— Text shown —
━━━━━━━━━━━━━━━━━━━━
Nuclei Knockdown

About RHIC

It's gold! It's smashing!

At RHIC--the Relativistic Heavy Ion Collider, located at the Brookhaven National Laboratory in New York--gold nuclei traveling at nearly the speed of light smash into each other, destroying themselves and producing a spray of other particles. The nuclei speed in opposite directions around a circular "racetrack" with a diameter of about two and a half miles and collide head-on. At these tremendous speeds, a direct hit produces so much energy that the protons and neutrons making up the nuclei may themselves disassociate, forming a soup of sub-nuclear particles termed the "quark-gluon plasma." This plasma is so hot that its temperature is about ten thousand times hotter than the center of the sun.

Computer simulation of a collision between two gold nuclei (image courtesy of Brookhaven National Laboratory)
Computer simulation of a collision between two gold nuclei (image courtesy of Brookhaven National Laboratory)
Curving tube of the RHIC. Most of the volume of the tube is occupied with magnets and liquid helium refrigeration. (photo courtesy of Brookhaven National Laboratory)
━━━━━━━━━━━━━━━━━━━━
[Point placement rows]
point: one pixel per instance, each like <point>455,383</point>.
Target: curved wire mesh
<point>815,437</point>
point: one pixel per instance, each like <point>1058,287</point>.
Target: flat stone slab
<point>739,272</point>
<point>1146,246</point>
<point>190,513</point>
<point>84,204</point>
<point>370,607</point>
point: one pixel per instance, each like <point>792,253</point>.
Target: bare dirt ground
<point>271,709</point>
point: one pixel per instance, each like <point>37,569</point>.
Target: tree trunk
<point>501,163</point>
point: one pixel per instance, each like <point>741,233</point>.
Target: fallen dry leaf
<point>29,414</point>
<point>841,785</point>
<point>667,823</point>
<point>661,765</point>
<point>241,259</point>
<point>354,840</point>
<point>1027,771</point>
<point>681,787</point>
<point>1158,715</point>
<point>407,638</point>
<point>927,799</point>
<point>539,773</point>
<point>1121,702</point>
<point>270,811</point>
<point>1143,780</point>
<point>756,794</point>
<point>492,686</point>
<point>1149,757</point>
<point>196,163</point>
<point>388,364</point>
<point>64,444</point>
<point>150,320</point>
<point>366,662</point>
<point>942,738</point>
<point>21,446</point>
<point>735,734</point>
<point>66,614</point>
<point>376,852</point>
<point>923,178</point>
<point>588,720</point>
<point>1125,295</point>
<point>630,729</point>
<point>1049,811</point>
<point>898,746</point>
━━━━━━━━━━━━━━━━━━━━
Can you transcribe the full RHIC page above, word for word and line for line?

Nuclei Knockdown

About RHIC

It's gold! It's smashing!

At RHIC--the Relativistic Heavy Ion Collider, located at the Brookhaven National Laboratory in New York--gold nuclei traveling at nearly the speed of light smash into each other, destroying themselves and producing a spray of other particles. The nuclei speed in opposite directions around a circular "racetrack" with a diameter of about two and a half miles and collide head-on. At these tremendous speeds, a direct hit produces so much energy that the protons and neutrons making up the nuclei may themselves disassociate, forming a soup of sub-nuclear particles termed the "quark-gluon plasma." This plasma is so hot that its temperature is about ten thousand times hotter than the center of the sun.

Computer simulation of a collision between two gold nuclei (image courtesy of Brookhaven National Laboratory)
Computer simulation of a collision between two gold nuclei (image courtesy of Brookhaven National Laboratory)
Curving tube of the RHIC. Most of the volume of the tube is occupied with magnets and liquid helium refrigeration. (photo courtesy of Brookhaven National Laboratory)